**Exercise description**
Looking through the records below, please work out how many lines contain "fireplace". Give only that number.

(Records from a dataset)
BEGIN
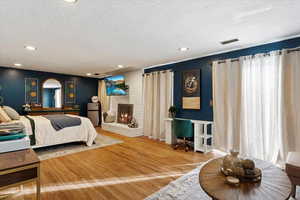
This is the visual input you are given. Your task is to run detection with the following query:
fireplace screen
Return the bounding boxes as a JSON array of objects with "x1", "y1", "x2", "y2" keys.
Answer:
[{"x1": 117, "y1": 104, "x2": 133, "y2": 124}]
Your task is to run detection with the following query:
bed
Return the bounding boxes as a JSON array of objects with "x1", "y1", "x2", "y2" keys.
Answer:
[{"x1": 15, "y1": 114, "x2": 98, "y2": 148}]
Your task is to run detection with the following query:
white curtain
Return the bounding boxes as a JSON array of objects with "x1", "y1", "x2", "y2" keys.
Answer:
[
  {"x1": 239, "y1": 52, "x2": 282, "y2": 163},
  {"x1": 143, "y1": 70, "x2": 173, "y2": 140},
  {"x1": 281, "y1": 50, "x2": 300, "y2": 162},
  {"x1": 98, "y1": 80, "x2": 110, "y2": 112},
  {"x1": 212, "y1": 60, "x2": 242, "y2": 152},
  {"x1": 143, "y1": 73, "x2": 154, "y2": 138},
  {"x1": 213, "y1": 51, "x2": 282, "y2": 163}
]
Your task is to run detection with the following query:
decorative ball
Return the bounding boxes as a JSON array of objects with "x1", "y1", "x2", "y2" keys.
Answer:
[
  {"x1": 245, "y1": 169, "x2": 256, "y2": 176},
  {"x1": 242, "y1": 159, "x2": 255, "y2": 170},
  {"x1": 233, "y1": 167, "x2": 245, "y2": 177}
]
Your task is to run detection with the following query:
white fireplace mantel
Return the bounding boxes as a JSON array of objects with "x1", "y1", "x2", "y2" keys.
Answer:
[{"x1": 102, "y1": 122, "x2": 143, "y2": 137}]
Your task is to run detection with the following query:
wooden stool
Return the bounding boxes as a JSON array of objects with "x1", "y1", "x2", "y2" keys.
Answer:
[{"x1": 286, "y1": 152, "x2": 300, "y2": 198}]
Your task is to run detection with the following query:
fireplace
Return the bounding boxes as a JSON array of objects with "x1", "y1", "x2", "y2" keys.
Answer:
[{"x1": 117, "y1": 104, "x2": 133, "y2": 124}]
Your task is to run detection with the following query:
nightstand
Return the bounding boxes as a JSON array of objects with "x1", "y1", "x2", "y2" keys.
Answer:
[{"x1": 0, "y1": 149, "x2": 41, "y2": 200}]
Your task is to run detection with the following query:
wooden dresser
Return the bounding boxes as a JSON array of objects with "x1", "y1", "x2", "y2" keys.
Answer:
[{"x1": 27, "y1": 108, "x2": 80, "y2": 116}]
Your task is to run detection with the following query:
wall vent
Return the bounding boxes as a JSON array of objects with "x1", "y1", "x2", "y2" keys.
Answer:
[{"x1": 220, "y1": 38, "x2": 239, "y2": 45}]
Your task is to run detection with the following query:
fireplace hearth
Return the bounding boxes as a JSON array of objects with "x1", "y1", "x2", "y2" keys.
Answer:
[{"x1": 117, "y1": 104, "x2": 133, "y2": 124}]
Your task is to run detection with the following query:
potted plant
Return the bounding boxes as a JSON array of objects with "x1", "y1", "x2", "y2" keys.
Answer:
[
  {"x1": 168, "y1": 106, "x2": 178, "y2": 118},
  {"x1": 22, "y1": 104, "x2": 31, "y2": 112}
]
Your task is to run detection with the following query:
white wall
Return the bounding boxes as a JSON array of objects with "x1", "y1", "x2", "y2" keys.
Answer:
[{"x1": 109, "y1": 69, "x2": 144, "y2": 129}]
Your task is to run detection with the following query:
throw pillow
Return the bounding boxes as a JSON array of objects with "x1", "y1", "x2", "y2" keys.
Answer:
[
  {"x1": 0, "y1": 107, "x2": 12, "y2": 122},
  {"x1": 3, "y1": 106, "x2": 20, "y2": 120}
]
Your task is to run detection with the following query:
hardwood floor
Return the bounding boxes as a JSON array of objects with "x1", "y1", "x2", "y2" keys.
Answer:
[{"x1": 1, "y1": 128, "x2": 218, "y2": 200}]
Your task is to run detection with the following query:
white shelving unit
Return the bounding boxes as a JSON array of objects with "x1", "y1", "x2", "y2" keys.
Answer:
[
  {"x1": 164, "y1": 118, "x2": 214, "y2": 153},
  {"x1": 191, "y1": 120, "x2": 214, "y2": 153}
]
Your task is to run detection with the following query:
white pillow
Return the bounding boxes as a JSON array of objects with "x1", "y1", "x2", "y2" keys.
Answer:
[
  {"x1": 0, "y1": 107, "x2": 12, "y2": 122},
  {"x1": 3, "y1": 106, "x2": 20, "y2": 120}
]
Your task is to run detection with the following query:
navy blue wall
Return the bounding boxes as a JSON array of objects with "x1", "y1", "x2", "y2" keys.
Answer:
[
  {"x1": 145, "y1": 37, "x2": 300, "y2": 121},
  {"x1": 0, "y1": 67, "x2": 98, "y2": 116}
]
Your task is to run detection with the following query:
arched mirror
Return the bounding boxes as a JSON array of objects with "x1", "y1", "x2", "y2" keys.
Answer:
[{"x1": 42, "y1": 79, "x2": 62, "y2": 108}]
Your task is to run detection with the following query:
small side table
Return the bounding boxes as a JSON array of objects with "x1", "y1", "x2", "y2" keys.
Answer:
[{"x1": 0, "y1": 149, "x2": 41, "y2": 200}]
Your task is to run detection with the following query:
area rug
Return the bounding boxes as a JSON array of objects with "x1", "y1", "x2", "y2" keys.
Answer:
[
  {"x1": 34, "y1": 134, "x2": 123, "y2": 161},
  {"x1": 146, "y1": 163, "x2": 300, "y2": 200},
  {"x1": 145, "y1": 164, "x2": 210, "y2": 200}
]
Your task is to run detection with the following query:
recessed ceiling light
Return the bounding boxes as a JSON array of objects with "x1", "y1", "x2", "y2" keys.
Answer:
[
  {"x1": 24, "y1": 45, "x2": 36, "y2": 51},
  {"x1": 117, "y1": 65, "x2": 124, "y2": 68},
  {"x1": 64, "y1": 0, "x2": 77, "y2": 3},
  {"x1": 14, "y1": 63, "x2": 22, "y2": 67},
  {"x1": 86, "y1": 73, "x2": 92, "y2": 76},
  {"x1": 179, "y1": 47, "x2": 189, "y2": 52}
]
END
**Worked solution**
4